AIM 1
How many lines in the records below contain the word "white"? Reply with the number alone.
****************************************
Comparison

How Tenure compares

Name: precisionMemBench
Creator: Tenure
License: https://opensource.org/licenses/MIT

Reproducible benchmark results from PrecisionMemBench. 89 cases measuring retrieval precision independently of any generative model. Run it yourself on HuggingFace.

Tenure precision

1.00

89/89 cases passed

Best competitor

0.43

Supermemory — 44/77 non-session

Median competitor

0.06

10-18 irrelevant beliefs per query

Tenure latency

<15ms

p50: 9.77ms

Choose a comparison

Tenure vs. Mem0

Precision: 0.06 · Active passes: 0/43

Cloud-first memory SDK. Good extraction, broken retrieval. Recall of 0.99 means everything comes back, including 16 irrelevant beliefs per query.

Tenure vs. Zep

Precision: 0.09 · Active passes: 0/43

Temporal knowledge graph. 897-second ingestion across 35 beliefs. Multi-container deployment. Drift score 0.89 on re-entry turns.

Tenure vs. Hindsight

Precision: 0.06 · Active passes: 0/43

MCP-based agent memory from Vectorize. Cross-encoder reranker adds 672ms mean latency without improving precision. Drift score: 0.93.
****************************************
AIM 2
Rewrite the comparison page between "Tenure vs. Zep" and "Drift score: 0.93.", inclusive, with "Drift score" changed to "Drift rating".

INFORMATION SUPPLIED
****************************************
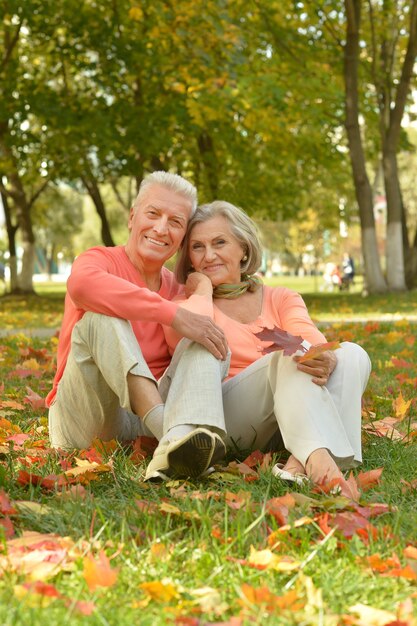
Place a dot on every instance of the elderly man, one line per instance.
(115, 378)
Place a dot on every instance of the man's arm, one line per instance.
(202, 329)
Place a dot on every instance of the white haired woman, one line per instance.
(315, 404)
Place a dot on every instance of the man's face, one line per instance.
(157, 226)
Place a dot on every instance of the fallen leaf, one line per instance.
(401, 406)
(160, 590)
(98, 573)
(34, 399)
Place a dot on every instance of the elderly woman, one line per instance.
(315, 404)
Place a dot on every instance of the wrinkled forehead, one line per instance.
(165, 199)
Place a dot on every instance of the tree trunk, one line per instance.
(11, 236)
(93, 189)
(391, 115)
(375, 280)
(209, 160)
(24, 218)
(395, 247)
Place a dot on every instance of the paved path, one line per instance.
(42, 333)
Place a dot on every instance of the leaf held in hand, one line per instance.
(282, 340)
(316, 351)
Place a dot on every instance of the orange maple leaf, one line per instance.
(366, 480)
(316, 351)
(99, 573)
(401, 406)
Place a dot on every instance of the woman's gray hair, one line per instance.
(242, 227)
(173, 182)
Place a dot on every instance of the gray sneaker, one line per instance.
(189, 456)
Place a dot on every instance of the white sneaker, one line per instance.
(279, 472)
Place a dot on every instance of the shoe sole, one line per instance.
(193, 457)
(219, 451)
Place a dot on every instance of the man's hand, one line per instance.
(203, 330)
(320, 368)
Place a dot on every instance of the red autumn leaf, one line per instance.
(18, 439)
(146, 506)
(401, 363)
(248, 473)
(35, 400)
(316, 351)
(323, 521)
(21, 372)
(366, 480)
(6, 507)
(410, 552)
(33, 353)
(99, 573)
(367, 534)
(43, 589)
(349, 522)
(373, 509)
(401, 406)
(12, 404)
(255, 458)
(402, 572)
(187, 621)
(237, 500)
(8, 527)
(281, 340)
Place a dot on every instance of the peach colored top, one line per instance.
(104, 280)
(280, 307)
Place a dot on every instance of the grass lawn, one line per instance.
(86, 541)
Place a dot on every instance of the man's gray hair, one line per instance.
(173, 182)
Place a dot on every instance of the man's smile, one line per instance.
(155, 241)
****************************************
RESPONSE 1
2

RESPONSE 2
Tenure vs. Zep

Precision: 0.09 · Active passes: 0/43

Temporal knowledge graph. 897-second ingestion across 35 beliefs. Multi-container deployment. Drift rating 0.89 on re-entry turns.

Tenure vs. Hindsight

Precision: 0.06 · Active passes: 0/43

MCP-based agent memory from Vectorize. Cross-encoder reranker adds 672ms mean latency without improving precision. Drift rating: 0.93.